GOAL OF THE EXERCISE:
Each entry below is to be duplicated verbatim.

RECORDS:
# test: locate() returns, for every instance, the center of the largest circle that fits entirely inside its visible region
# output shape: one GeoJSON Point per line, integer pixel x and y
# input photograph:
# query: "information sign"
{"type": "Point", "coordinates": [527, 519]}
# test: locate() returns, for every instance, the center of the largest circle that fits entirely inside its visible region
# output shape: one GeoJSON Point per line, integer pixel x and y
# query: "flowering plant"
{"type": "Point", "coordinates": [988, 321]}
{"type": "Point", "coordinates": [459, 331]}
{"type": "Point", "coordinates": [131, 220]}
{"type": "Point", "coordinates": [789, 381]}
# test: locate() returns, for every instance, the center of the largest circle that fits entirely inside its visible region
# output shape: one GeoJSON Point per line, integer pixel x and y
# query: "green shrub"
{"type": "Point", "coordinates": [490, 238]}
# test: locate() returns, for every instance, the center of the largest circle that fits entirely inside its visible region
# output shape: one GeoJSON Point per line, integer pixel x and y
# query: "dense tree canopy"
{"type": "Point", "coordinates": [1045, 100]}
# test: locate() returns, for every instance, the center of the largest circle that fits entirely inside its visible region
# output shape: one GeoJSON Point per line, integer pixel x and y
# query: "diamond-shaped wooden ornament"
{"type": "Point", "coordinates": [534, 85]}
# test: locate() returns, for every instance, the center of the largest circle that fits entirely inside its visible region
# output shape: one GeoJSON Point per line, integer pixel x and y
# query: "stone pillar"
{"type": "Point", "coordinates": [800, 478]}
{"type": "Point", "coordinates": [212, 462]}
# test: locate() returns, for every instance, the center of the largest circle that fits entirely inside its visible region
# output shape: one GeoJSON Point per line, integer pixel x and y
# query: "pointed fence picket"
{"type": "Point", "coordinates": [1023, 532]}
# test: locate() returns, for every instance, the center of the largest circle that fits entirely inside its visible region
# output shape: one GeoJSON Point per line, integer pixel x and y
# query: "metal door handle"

ANSWER AREA:
# test: locate() returns, for every instance, the center of the largest circle that fits entirely inside its visible region
# output shape: one GeoJSON Point per line, integer pixel x and y
# input photograph:
# query: "information sign"
{"type": "Point", "coordinates": [527, 519]}
# test: locate() returns, for every instance, the center of the largest circle that fits entirely inside its visible region
# output shape: one GeoJSON Point per line, integer pixel x and y
# query: "flowering plant"
{"type": "Point", "coordinates": [988, 321]}
{"type": "Point", "coordinates": [459, 331]}
{"type": "Point", "coordinates": [131, 220]}
{"type": "Point", "coordinates": [789, 381]}
# test: locate() returns, for every instance, the center of the largest circle that fits entirely inside its visible region
# output shape: one GeoJSON Point per line, integer pixel x and y
# query: "green shrub"
{"type": "Point", "coordinates": [490, 238]}
# test: locate() returns, for every instance, the center of the largest circle that fits entirely inside its visible region
# output shape: one GeoJSON Point per line, integer pixel x and y
# query: "dense tree canopy"
{"type": "Point", "coordinates": [1045, 100]}
# test: locate() returns, for every instance, the center of the largest circle that fits entirely inside its visible region
# output shape: one GeoJSON Point per line, integer pixel x and y
# query: "diamond-shaped wooden ornament"
{"type": "Point", "coordinates": [534, 85]}
# test: locate() returns, for every instance, the center of the largest circle that fits entirely inside its visible region
# output shape: one GeoJSON Point per line, integer pixel x and y
# query: "stone pillar"
{"type": "Point", "coordinates": [800, 478]}
{"type": "Point", "coordinates": [212, 462]}
# test: locate() returns, for every instance, the center of the largest circle that fits entirely inside its visible region
# output shape: one GeoJSON Point per line, integer pixel x and y
# query: "pointed fence picket"
{"type": "Point", "coordinates": [1023, 532]}
# test: locate() returns, for every instance, the center of the largest circle that fits entirely inside its visible region
# output shape: one GeoJSON Point per line, integer pixel x and y
# query: "metal door handle"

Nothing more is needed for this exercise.